=== Exercise data ===
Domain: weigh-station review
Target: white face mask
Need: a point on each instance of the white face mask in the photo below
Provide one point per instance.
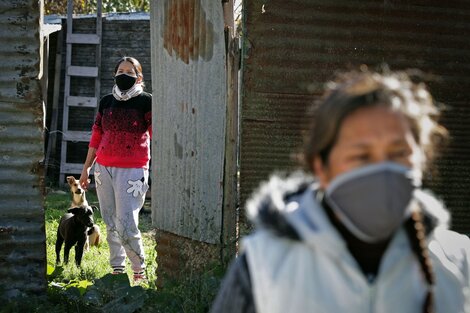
(372, 201)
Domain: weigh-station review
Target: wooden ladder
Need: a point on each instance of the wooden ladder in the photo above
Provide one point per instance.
(73, 39)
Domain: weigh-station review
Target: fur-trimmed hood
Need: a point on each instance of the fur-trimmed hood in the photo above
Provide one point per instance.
(287, 206)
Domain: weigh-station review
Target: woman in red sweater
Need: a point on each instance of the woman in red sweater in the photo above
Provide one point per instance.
(120, 149)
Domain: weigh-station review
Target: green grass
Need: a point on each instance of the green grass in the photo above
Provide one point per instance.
(91, 288)
(95, 262)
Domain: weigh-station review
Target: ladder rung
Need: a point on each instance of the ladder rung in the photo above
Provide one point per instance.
(76, 136)
(88, 39)
(84, 71)
(81, 101)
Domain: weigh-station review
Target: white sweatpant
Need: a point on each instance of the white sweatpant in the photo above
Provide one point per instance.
(121, 194)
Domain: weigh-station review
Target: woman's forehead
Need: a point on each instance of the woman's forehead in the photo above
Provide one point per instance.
===
• [Stated goal]
Reproduce the listing above exactly, excluding all pictures.

• [The completed task]
Domain: weigh-station review
Target: white face mask
Need: a point on each instance of the white face mask in the photo below
Provide one point per instance.
(372, 201)
Domain: weigh-station review
Target: wooden ladder
Need: a point on each instance of the wooden ladder in the photo above
Provide one point per instance.
(73, 39)
Domain: weigh-station review
Target: fur-trimmed hood
Need: a point on each instance of the fur-trimmed hood in the photo above
Provide one point per instance.
(287, 206)
Domain: weigh-station review
Target: woman in red sweater
Need: a point on each instance of the woman in red sweater in the photo above
Provide one point per instance.
(120, 149)
Domain: weigh-station review
Target: green grass
Need: a point on each instance of the green grass in the photo above
Provide one point per instance.
(91, 288)
(95, 262)
Domain: weigh-station review
Target: ladder rung
Need: a point on each instance of the ladder rung in the photo above
Provide one point per instance.
(76, 136)
(88, 39)
(84, 71)
(81, 101)
Domain: weigh-station review
Target: white sweatpant
Need: a point on each instance of the white sweatpant in the photo above
Provide one point per instance.
(121, 194)
Domain: weigh-station review
Target: woman's forehead
Need: a point on each instance of the woman's forehead in the photo above
Provide one point per instance.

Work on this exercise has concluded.